▸ Problema da risolvere: Trasformi tutte le righe riportate di seguito in una lista JSON di stringhe, una per ciascuna riga, omettendo quelle vuote. Escluda le immagini dalla risposta.

▸ Righe tratte da un dataset:
§

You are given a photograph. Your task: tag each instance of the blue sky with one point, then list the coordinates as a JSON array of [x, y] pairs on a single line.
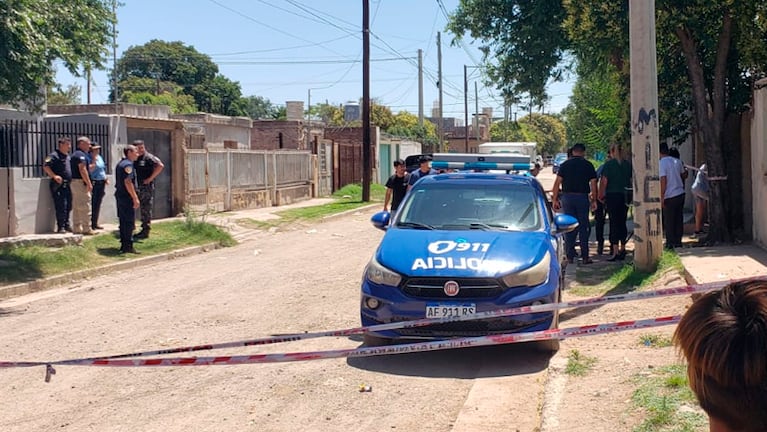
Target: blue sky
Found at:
[[280, 49]]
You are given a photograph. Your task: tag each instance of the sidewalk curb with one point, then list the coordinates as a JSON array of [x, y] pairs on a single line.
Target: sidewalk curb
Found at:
[[24, 288], [348, 212]]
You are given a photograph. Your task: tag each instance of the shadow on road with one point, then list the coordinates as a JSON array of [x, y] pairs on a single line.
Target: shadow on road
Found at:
[[468, 363]]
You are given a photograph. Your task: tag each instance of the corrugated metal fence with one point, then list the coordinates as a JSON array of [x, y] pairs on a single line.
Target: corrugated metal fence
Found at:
[[215, 179]]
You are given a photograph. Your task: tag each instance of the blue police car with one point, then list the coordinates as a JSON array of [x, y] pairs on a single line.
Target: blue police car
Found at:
[[463, 243]]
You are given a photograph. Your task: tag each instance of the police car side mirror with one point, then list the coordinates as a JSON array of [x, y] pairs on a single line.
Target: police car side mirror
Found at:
[[381, 220], [564, 223]]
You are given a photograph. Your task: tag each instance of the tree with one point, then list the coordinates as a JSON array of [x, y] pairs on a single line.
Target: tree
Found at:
[[56, 95], [597, 114], [721, 43], [258, 107], [35, 33], [522, 42], [509, 131], [183, 66]]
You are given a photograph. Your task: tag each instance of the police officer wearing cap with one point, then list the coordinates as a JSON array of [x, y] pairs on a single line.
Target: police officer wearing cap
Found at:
[[81, 187], [98, 174], [127, 198], [57, 167], [423, 171]]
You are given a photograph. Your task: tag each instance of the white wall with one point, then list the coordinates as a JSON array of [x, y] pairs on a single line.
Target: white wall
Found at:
[[759, 164]]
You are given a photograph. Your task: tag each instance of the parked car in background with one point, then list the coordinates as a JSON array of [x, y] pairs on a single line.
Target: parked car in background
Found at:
[[558, 159]]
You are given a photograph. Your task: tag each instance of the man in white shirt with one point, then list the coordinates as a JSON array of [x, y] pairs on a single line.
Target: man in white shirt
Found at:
[[672, 197]]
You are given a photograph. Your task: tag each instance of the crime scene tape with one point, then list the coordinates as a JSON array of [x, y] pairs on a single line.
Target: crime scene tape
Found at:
[[581, 331], [445, 344]]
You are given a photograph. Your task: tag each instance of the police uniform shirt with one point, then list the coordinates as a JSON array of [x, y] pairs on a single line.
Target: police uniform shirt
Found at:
[[79, 157], [124, 171], [60, 165], [145, 166], [398, 185], [576, 174], [417, 174]]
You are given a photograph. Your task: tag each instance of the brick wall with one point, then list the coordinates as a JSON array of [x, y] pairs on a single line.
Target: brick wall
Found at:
[[274, 135]]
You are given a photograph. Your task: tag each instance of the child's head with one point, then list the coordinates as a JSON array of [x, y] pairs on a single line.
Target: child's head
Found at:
[[724, 338]]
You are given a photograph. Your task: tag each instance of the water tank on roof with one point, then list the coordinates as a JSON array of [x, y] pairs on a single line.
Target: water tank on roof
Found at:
[[352, 112], [295, 110]]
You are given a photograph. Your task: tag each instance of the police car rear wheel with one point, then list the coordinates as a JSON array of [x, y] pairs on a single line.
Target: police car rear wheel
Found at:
[[372, 340]]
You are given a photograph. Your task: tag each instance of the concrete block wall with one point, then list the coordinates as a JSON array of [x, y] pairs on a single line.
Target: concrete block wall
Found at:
[[265, 135]]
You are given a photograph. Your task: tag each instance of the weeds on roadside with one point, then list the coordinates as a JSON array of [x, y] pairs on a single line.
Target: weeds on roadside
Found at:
[[579, 364], [623, 279], [655, 340], [668, 402]]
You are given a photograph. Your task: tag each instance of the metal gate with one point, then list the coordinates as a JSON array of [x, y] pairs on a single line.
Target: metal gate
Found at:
[[158, 142], [348, 168]]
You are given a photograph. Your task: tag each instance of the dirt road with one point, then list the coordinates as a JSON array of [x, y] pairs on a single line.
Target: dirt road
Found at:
[[306, 279]]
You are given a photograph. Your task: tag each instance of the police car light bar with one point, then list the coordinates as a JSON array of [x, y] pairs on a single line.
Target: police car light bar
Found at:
[[475, 161]]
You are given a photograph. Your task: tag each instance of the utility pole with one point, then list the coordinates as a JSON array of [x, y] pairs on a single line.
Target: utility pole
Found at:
[[114, 55], [88, 78], [466, 106], [366, 174], [644, 135], [476, 108], [439, 86], [420, 87]]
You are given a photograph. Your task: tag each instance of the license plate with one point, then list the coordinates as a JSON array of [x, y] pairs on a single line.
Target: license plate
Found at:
[[435, 310]]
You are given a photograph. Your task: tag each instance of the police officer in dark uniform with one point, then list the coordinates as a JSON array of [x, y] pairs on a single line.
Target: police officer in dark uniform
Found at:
[[127, 199], [57, 167], [148, 167]]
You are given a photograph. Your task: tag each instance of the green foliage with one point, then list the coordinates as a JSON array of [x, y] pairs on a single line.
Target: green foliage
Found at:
[[597, 114], [579, 364], [36, 33], [57, 95], [257, 107], [178, 69], [655, 340], [660, 396], [509, 131], [33, 262], [522, 42]]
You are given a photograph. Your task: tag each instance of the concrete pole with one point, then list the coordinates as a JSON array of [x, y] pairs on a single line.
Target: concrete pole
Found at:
[[366, 156], [439, 85], [420, 87], [648, 243]]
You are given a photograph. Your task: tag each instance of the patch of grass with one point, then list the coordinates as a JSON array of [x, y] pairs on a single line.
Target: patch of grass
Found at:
[[347, 198], [579, 364], [34, 262], [667, 402], [607, 280], [655, 340]]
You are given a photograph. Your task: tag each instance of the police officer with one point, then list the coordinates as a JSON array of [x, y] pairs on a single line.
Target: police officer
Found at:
[[127, 199], [57, 167], [81, 187], [148, 167]]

§

▸ Risposta completa:
[
  "You are given a photograph. Your task: tag each instance of the blue sky with one point, then list the coordinates as a JSON array of [x, y] pairs on a single line.",
  "Target: blue sky",
  "Found at:",
  "[[280, 49]]",
  "You are given a photograph. Your task: tag each instance of the sidewalk curb with one point, then list the coordinates as a JSON array of [x, y] pairs on a single line.",
  "Target: sidewalk curb",
  "Found at:",
  "[[24, 288], [348, 212]]",
  "You are given a photograph. Your task: tag each instance of the shadow on road with one point, then list the coordinates as a JSON array of [x, y] pairs on a single line.",
  "Target: shadow on road",
  "Found at:",
  "[[468, 363]]",
  "You are given a photograph. Your task: tag each instance of the corrugated metal fence with one point, then list the coordinates as a JSON array of [x, y] pairs on a single line.",
  "Target: corrugated metal fence",
  "Found at:",
  "[[215, 179]]",
  "You are given a photograph. Your task: tag each instance of the blue police car with one point, then list the coordinates as a JSON array of [x, y] pairs on a single line.",
  "Target: blue police car",
  "Found at:",
  "[[463, 243]]",
  "You are given a photograph. Your task: tag each instance of the police car side mirror with one point, then list the coordinates as a JSON array of [x, y] pairs on a single line.",
  "Target: police car side mirror",
  "Found at:",
  "[[381, 220], [564, 223]]",
  "You are given a photograph. Your task: tag each instance of the tree with one point, then list the coordinates as a JSON array of [x, y] pairs on a single line.",
  "Target: tree",
  "Found at:",
  "[[56, 95], [597, 114], [721, 43], [258, 107], [35, 33], [522, 42], [509, 131], [183, 66]]",
  "You are given a photograph. Your task: tag each instance of the police officer wearing cap with one point, then list the coordinates as a JSON array of [x, y] pairs on a single line.",
  "Target: police officer wearing cap",
  "Found at:",
  "[[81, 187], [98, 174], [127, 198], [57, 167], [423, 171]]",
  "You are given a photograph. Your task: tag each instance of the white wall with one point, then list the coordinates as a JSON array of [x, y] pairs on a single line.",
  "Target: white wall",
  "Found at:",
  "[[759, 164]]",
  "You are given a photograph. Your task: tag each instance of the parked car in background with one point, then list the coordinates as a JSON array of [x, y] pairs on a single line.",
  "Target: parked car in background",
  "Found at:",
  "[[558, 159]]",
  "You are given a photograph. Your task: tag each instance of the man in white shirt with one point, then list the coordinates as a JSON array of [x, y] pairs on a single line.",
  "Target: man in white shirt",
  "Found at:",
  "[[672, 197]]",
  "You are given a photograph. Your task: tag each instance of the crime scene tape with one point, then list the coordinates as a JSON array of [x, y] pairs on a single line.",
  "Target: crime scene tape",
  "Found at:",
  "[[581, 331], [445, 344]]",
  "You are given a photograph. Your task: tag each instance of the police uniform shirt with one point, then list the coordinates as a JSON array of [x, y] pairs on a single line.",
  "Target: police uniform shirt",
  "Found at:",
  "[[79, 157], [124, 171], [60, 165], [145, 166], [398, 185], [576, 174], [417, 174]]",
  "You are given a photograph. Your task: tag each instance of the brick wall with one point, then list the coordinates as a JSON array of [x, y] pairs on a single line.",
  "Target: brick wall",
  "Found at:",
  "[[274, 135]]",
  "You are given a photograph. Your task: tag each instance of the child's head with one point, then list the coordinates as a JSON array of [x, y] pairs on a single line.",
  "Target: child's head",
  "Found at:",
  "[[724, 338]]",
  "You are given a photograph. Your task: tag each instance of the water tank on roof with one point, then list the coordinates as a JSON array of [x, y] pairs on a single line.",
  "Target: water tank on roof",
  "Found at:",
  "[[352, 112], [295, 110]]",
  "You are given a photograph. Your task: tag each instance of the police car rear wheel with one point, then list the coordinates as a JSON array of [x, y] pairs on a single line.",
  "Target: police car rear wheel",
  "Found at:",
  "[[372, 340]]",
  "You are given a photograph. Your task: tag each instance of the concrete block wall with one point, then list the coordinates as a JSON array of [x, y] pairs on a single line.",
  "Target: concrete block wall",
  "Found at:",
  "[[265, 135]]",
  "You are given a photograph. Your task: tag each instance of the weeds on roadside with one point, then list the coordinates as a JSON array of [x, y] pairs on a single line.",
  "Target: weeds on roadside",
  "Found at:",
  "[[579, 364], [623, 279], [655, 340], [668, 402]]",
  "You are given a photograph. Your task: tag each instance of the metal gate with one point, then list the coordinates as a JSON array of [x, y] pairs on a single line.",
  "Target: metal gate",
  "Found at:",
  "[[158, 142], [348, 168]]",
  "You are given a photograph. Your task: tag each instance of the dirt road with one point, then list the coordinates as a JSON array of [x, y] pairs on a single line.",
  "Target: dirt road",
  "Found at:",
  "[[306, 279]]",
  "You are given a photograph. Your task: tag each instance of the police car light bar with one point, then list the coordinates as a JSON array of [x, y] pairs on a single line.",
  "Target: police car light bar",
  "Found at:",
  "[[475, 161]]",
  "You are given a photograph. Your task: tag each instance of the utility pole with one point, then list the coordinates as a JSON array of [x, y] pairs on a single line.",
  "Target: utility pole",
  "Found at:",
  "[[114, 55], [88, 78], [466, 106], [366, 174], [644, 135], [476, 108], [439, 86], [420, 87]]",
  "You are given a photograph. Your task: tag each instance of the license plate with one point, then list the coordinates as a JSON array of [x, y] pairs on a single line.",
  "Target: license plate",
  "Found at:",
  "[[435, 310]]",
  "You are given a photograph. Your task: tag each instance of the police officer in dark uniform with one point, then list the coordinates as a JSON array of [x, y] pairs on a single line.",
  "Target: police officer in dark uniform",
  "Found at:",
  "[[127, 199], [57, 167], [148, 167]]",
  "You are given a photograph. Your task: tag each instance of the green foliage with one point, then list the coordinates as a JSON array of [x, y] pairs on a single line.",
  "Target: green foliage",
  "Found at:",
  "[[597, 114], [579, 364], [36, 33], [57, 95], [257, 107], [178, 69], [655, 340], [660, 396], [509, 131], [33, 262], [522, 42]]",
  "You are given a photograph. Your task: tag each instance of the concrete pole with one point, then list the coordinates as a JSON array of [x, y] pairs on a single line.",
  "Target: concrete pole",
  "Found at:",
  "[[366, 156], [439, 85], [420, 87], [648, 243]]",
  "You are given a photograph. Your task: tag each instance of the patch of grass with one point, then list the coordinates as a JSON array of [x, y] pairs on a single line.",
  "Target: patch of grass",
  "Found at:",
  "[[347, 198], [579, 364], [34, 262], [667, 402], [607, 280], [655, 340]]",
  "You are given a photograph. Your task: tag each instance of the police officer with one point, then list the coordinates as a JSON array of [x, y] pairs on a single line.",
  "Target: police officer",
  "Found at:",
  "[[127, 199], [57, 167], [81, 187], [148, 167]]"
]